(Dataset entries)

════════

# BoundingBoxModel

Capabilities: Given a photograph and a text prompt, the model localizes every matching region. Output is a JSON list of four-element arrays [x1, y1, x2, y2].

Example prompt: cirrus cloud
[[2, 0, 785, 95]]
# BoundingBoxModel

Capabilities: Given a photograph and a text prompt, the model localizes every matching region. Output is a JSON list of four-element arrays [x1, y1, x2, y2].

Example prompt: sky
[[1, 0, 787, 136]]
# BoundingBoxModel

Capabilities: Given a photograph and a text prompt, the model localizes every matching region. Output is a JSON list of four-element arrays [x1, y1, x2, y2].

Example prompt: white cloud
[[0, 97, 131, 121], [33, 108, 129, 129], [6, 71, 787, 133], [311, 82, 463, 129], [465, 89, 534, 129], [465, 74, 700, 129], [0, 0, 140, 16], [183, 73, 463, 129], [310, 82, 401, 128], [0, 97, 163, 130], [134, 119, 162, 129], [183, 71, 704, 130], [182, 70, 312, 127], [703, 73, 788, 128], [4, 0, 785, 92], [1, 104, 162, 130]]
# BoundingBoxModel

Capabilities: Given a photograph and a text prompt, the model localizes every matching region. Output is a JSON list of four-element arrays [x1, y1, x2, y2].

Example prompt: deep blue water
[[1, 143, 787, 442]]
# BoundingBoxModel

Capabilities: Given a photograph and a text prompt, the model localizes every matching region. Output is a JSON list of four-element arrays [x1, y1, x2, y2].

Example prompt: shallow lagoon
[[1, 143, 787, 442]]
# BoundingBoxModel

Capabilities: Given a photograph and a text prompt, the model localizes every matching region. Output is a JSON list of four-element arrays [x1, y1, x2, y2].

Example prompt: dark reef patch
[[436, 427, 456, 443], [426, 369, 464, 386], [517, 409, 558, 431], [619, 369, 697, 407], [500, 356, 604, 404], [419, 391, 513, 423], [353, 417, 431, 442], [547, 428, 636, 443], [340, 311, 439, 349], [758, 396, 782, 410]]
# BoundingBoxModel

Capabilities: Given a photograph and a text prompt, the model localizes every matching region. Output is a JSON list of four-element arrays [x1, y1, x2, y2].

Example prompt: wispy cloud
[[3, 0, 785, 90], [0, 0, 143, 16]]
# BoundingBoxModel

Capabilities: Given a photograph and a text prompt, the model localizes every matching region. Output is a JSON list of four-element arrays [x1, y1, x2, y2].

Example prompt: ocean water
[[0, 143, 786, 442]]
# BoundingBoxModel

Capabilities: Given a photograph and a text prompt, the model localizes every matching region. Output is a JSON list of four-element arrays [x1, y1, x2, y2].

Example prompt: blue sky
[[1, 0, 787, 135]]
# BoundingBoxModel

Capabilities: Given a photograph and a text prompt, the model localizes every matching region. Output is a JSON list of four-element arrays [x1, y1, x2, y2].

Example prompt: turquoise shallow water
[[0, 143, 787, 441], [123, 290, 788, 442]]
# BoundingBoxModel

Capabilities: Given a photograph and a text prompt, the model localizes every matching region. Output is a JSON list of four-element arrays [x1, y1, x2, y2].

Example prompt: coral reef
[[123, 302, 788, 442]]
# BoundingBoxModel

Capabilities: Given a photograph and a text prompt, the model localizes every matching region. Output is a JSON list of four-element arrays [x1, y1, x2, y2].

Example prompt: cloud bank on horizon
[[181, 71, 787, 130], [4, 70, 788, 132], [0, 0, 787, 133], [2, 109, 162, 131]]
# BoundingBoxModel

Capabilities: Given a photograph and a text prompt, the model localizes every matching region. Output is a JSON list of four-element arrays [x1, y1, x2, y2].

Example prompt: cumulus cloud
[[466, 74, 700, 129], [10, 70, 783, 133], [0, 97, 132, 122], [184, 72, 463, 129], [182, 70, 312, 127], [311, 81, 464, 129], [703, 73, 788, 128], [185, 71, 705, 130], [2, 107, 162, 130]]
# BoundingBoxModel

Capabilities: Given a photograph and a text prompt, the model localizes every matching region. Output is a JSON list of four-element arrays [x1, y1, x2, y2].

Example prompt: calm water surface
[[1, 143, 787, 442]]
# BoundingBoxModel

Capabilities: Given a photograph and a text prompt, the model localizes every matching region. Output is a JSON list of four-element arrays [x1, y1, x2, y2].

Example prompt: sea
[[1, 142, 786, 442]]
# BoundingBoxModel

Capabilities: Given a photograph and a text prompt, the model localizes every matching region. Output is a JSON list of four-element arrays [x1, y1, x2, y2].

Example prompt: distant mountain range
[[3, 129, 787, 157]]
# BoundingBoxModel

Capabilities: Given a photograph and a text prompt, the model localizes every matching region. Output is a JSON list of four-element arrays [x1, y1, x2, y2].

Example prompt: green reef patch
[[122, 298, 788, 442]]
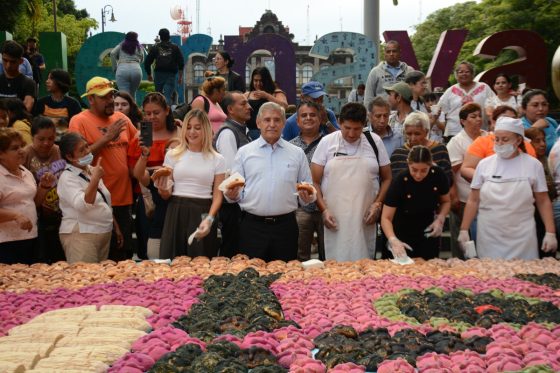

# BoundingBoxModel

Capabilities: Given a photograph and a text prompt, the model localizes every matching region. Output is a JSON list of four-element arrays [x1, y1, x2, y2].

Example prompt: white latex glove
[[196, 218, 213, 239], [424, 217, 444, 238], [541, 232, 558, 253], [388, 237, 413, 258], [458, 230, 470, 245]]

════════

*What is needed:* Drop the pictures and set down the data above exactly.

*Reply to the exercise:*
# BoundingBoxModel

Capabilities: Given a photograph and a text prompt, the model localizes every matching region. Output is a JSON list of four-element arrays [x1, y1, x2, y2].

Example prompt: cirrus cloud
[[2, 0, 785, 95]]
# BoundingBoxModel

Capabilities: Given a photograph and a text prompt, the model localizes every matching region. Output is a JSON list of four-element arrays [x1, y1, x2, y2].

Example prompt: sky
[[1, 0, 787, 136]]
# BoundingBoxModel

Capabilities: Given a photograph and a text prompt, the model localizes every matching region. Output is a JSON list of four-element arrays [x1, y1, x2, y2].

Example prompt: white cloud
[[0, 97, 131, 121], [33, 108, 129, 129], [6, 71, 787, 133], [311, 82, 463, 129], [465, 89, 534, 129], [465, 74, 700, 129], [0, 0, 140, 16], [183, 73, 463, 129], [310, 82, 401, 128], [0, 97, 163, 130], [134, 119, 162, 129], [183, 71, 704, 130], [182, 70, 312, 127], [703, 73, 788, 128], [4, 0, 785, 92], [1, 104, 162, 130]]
# BoundingBoxModel

Capabilities: Given a photograph and a text prompt, the model localizes every matching region. Output is a JSON list of four-element arrays [x1, y1, x2, y2].

Example prompt: deep blue water
[[1, 143, 787, 442]]
# BoundingBoxModel

Capabilities: Given a photograph and a text prompt, the model localizes every matching region. Output is a JSON list of four-element arrays [x1, y1, x2, y2].

Example prompt: shallow lagoon
[[1, 143, 787, 442]]
# BoundingBoxModel

Capabilities: Given a photograph and a text prompt, the model localizes every matching region. Output is a JSON list of four-element arrays [x1, y1, x2, y2].

Example prompt: dark reef patch
[[436, 427, 456, 443], [426, 369, 464, 386], [517, 409, 558, 431], [619, 369, 697, 407], [500, 356, 604, 404], [419, 391, 513, 423], [353, 417, 431, 442], [547, 428, 636, 443], [340, 311, 439, 349], [758, 396, 782, 410]]
# BoundingBoxModel

Capabilities: Given a photograph and a text prompt, the model localizes every matching region. Output is a JSON list of four-element arrays [x1, y1, x2, y2].

Example prompt: wispy cloud
[[3, 0, 785, 90], [0, 0, 143, 16]]
# BoundingBoxModel

Capabilities: Given a photograph and a text prompt, the model localizes every matching region. Output is a JSON list of four-element arrays [x1, y1, x2, y2].

Example prompt: ocean water
[[0, 143, 786, 442]]
# BoundingBoxModel

Capabilities: Given a photograph and a text prompt, the model localizes every matching region. Output is a JSON list of four-element arrays [x1, y1, x2, y2].

Example prompt: blue sky
[[1, 0, 787, 135]]
# BoundingBoxModel

Capabilities: Given a photograph and a text prompt, the model localizes every matching region. Output is a JSON list of four-element arrays [x1, y1, x2, y2].

Example prompt: turquoise shallow water
[[0, 143, 787, 441], [123, 290, 788, 442]]
# BoundingBoxModel

Capabilities: Given a photograph and a text prompt, the model localizes every matching region. Output is a JSON list of four-element arrays [x1, y1, x2, y2].

Example prompt: coral reef
[[123, 302, 788, 442]]
# BoundingBoxModel

Capabilities: Given a photograph and a text prompt, the model localizes every matching region. Output is a JSON list of four-element arrays [x1, y1, x2, y2].

Example prompt: cloud bank on horizon
[[181, 71, 787, 130], [4, 70, 788, 132], [0, 0, 787, 133], [2, 109, 162, 131]]
# BoundingBoxModel

Capabilities: Given a photograph and a text prompt, the model localizes every matching region. Output is a JSON list of four-element arrays [x1, y1, x2, y2].

Example prompt: cumulus cloud
[[466, 74, 700, 129], [10, 70, 783, 133], [0, 97, 132, 122], [184, 72, 463, 129], [182, 70, 312, 127], [311, 81, 464, 129], [703, 73, 788, 128], [185, 71, 705, 130], [2, 107, 162, 130]]
# BoundingBoxModel

Capabilities: Given a photograph and a text prompt, the model localizes every matching region. Output is a JSON list of four-element arrays [x1, y1, x2, y2].

Example prompt: calm water surface
[[1, 143, 787, 442]]
# BoundingBoxModel

Capabilities: Given a photograph and a text prompt, the model localizes every matching region. Output is a JSON list of four-element arrays [x1, y1, x2, y2].

Example prompt: sea
[[1, 142, 786, 442]]
# BoundingBoxModel

Capabilities: Given a photograph and a text prompt, the model localizes every matching region. Output is a JSON list of four-element arrays [x1, y1, x2, y2].

Example prompt: distant mountain range
[[3, 129, 787, 157]]
# BoundingBoxModel

Capabilities: Given a photograph and a text prompt, the model localizes every matching region. Output is a JSON list of four-element arrays [x1, y1, x2, y2].

Example prompt: green reef patch
[[122, 298, 788, 442]]

# BoundingBoxModel

Capabilities: Given a photograph and a text prompt, the model localizes every matching region. Output is a JSON list of four-element arrays [x1, y1, x2, y2].

Example prompt: white latex glove
[[196, 218, 213, 239], [424, 217, 444, 238], [541, 232, 558, 253], [388, 237, 413, 258], [458, 230, 470, 245]]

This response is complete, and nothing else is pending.